··· DOCUMENT EXCERPT ···

Historic Preservation Efforts
In 2016, the Little Tokyo Historical Society (LTHS) submitted a nomination for a City of Los Angeles historic cultural monument designation as a way to recognize the significance of the Japanese Hospital. The site was designated as City of Los Angeles Historic Cultural Monument #1131.6 In 2019, the Little Tokyo Historical Society submitted a National Register nomination for the hospital given the national significance of the U.S. Supreme Court case.7 Due to the owner’s opposition to the nomination, the Japanese Hospital was determined eligible for the National Register of Historic Places. A few months later on December 1, 2019, the LTHS hosted an event to commemorate the landmark designations as well as the 90th anniversary of the opening of the hospital. The majority of attendees had a direct connection to the Japanese Hospital as a result of being born there or receiving medical treatment there. This event, along with additional public programs and media coverage, capturing the history of the Japanese Hospital have inspired individuals with connections to the Japanese Hospital to share their stories with the LTHS.
Although institutional records for the Japanese Hospital appear to no longer exist, the widespread impact of the hospital continues to become better known through the stories that members of the community have shared. While the hospital remains hidden in plain sight, the LTHS felt that a street sign would help to pique interest in the history hinged to the building. In January 2020, the LTHS dedicated a sign that reads: “Immigrant Japanese doctors prevailed in 1928 US Supreme Court case.” For the LTHS members, it was important to underscore the courage of immigrants to challenge the dejure and defacto discrimination they faced. The historic landmark designation and signage assert that this place matters since it represents a civil rights victory that all Angelenos can point to and be proud of.
To learn more about the Little Tokyo Historical Society's ongoing campaign to preserve the Japanese Hospital, click here.
Citations
1 Natalia Molina, Fit to Be Citizens: Public Health and Race in Los Angeles, 1879-1939 (Berkeley: University of California Press, 2006), 11. Molina argues that race shaped the city’s public health policies and determined the accessibility of health services to various communities. She describes a racial hierarchy that public health officials used to determine whether public health services would be extended to the city’s Mexican, Chinese, and Japanese populations.

···

** ASSIGNMENT 1 **
Translate this sentence from the passage on preserving the Japanese Hospital into Spanish: "The majority of attendees had a direct connection to the Japanese Hospital as a result of being born there or receiving medical treatment there."
** ASSIGNMENT 2 **
Pick up the passage on preserving the Japanese Hospital after its last sentence and keep writing it.

··· DATA SECTION ···

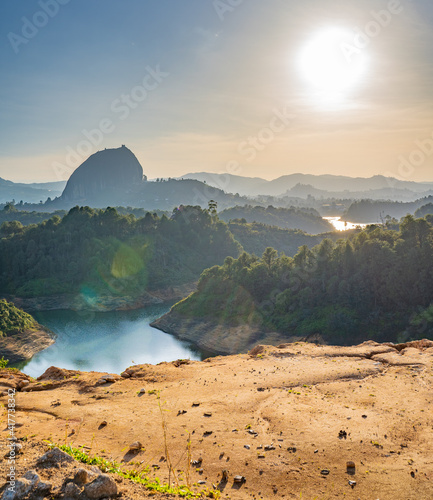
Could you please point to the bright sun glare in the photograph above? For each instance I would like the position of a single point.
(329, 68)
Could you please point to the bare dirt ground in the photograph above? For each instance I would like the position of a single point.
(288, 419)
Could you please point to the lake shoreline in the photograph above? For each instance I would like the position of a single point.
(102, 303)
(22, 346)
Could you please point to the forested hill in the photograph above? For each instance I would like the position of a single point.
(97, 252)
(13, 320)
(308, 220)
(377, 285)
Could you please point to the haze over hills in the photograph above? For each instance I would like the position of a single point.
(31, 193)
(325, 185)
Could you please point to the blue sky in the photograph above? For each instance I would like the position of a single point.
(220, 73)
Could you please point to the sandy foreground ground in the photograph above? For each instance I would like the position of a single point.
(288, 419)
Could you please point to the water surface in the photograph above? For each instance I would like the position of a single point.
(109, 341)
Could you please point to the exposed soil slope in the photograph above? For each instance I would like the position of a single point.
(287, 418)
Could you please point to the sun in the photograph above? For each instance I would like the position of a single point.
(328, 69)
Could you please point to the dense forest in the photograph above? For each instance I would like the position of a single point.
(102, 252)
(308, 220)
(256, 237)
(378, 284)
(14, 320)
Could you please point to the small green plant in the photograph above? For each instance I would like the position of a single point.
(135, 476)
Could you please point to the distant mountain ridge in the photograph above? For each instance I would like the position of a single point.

···

** ANSWER AREA 1 **
La mayoría de los asistentes tenía una conexión directa con el Hospital Japonés por haber nacido allí o haber recibido tratamiento médico allí.

** ANSWER AREA 2 **
2 “Treaty of Commerce and Navigation Between the United States and Japan,” The American Journal of International Law 5, 2, Supplement: Official Documents (April 1911): 100.
3 Tashiro v. Jordan, 256 P. 545, Supreme Court of California, 1927. Westlaw Next 201 Cal 236. Jordan v. K. Tashiro, 49 S.Ct.47, Supreme Court of the United States, 1928. Westlaw Next 278 U.S. 123.
4 In 1903, Yoshisaku “Yos” Hirose left Nagasaki, Japan, his birthplace and home of twenty-one years to immigrate to the United States. From 1911 to 1915, Hirose attended the Armor Institute of Technology in Illinois. Soon after earning a bachelor’s degree in architecture, he migrated to Los Angeles where he began working as an architect, draftsman, and engineer. He established his office in the Pico-Union neighborhood and resided across town in Boyle Heights. In addition to the buildings in Boyle Heights and Little Tokyo that Hirose designed before the war, he also designed the school at the Poston concentration camp where he was incarcerated during World War II.
5 Keiro Senior HealthCare, Fifty Years, 50 Stories Celebrating All Things Keiro (Los Angeles, 2011), 76.
6 Kristen Hayashi, City of Los Angeles Historic Cultural Monument Nomination for the Japanese Hospital, 2016.
7 Kristen Hayashi, National Parks Service National Register Nomination for the Japanese Hospital, 2019.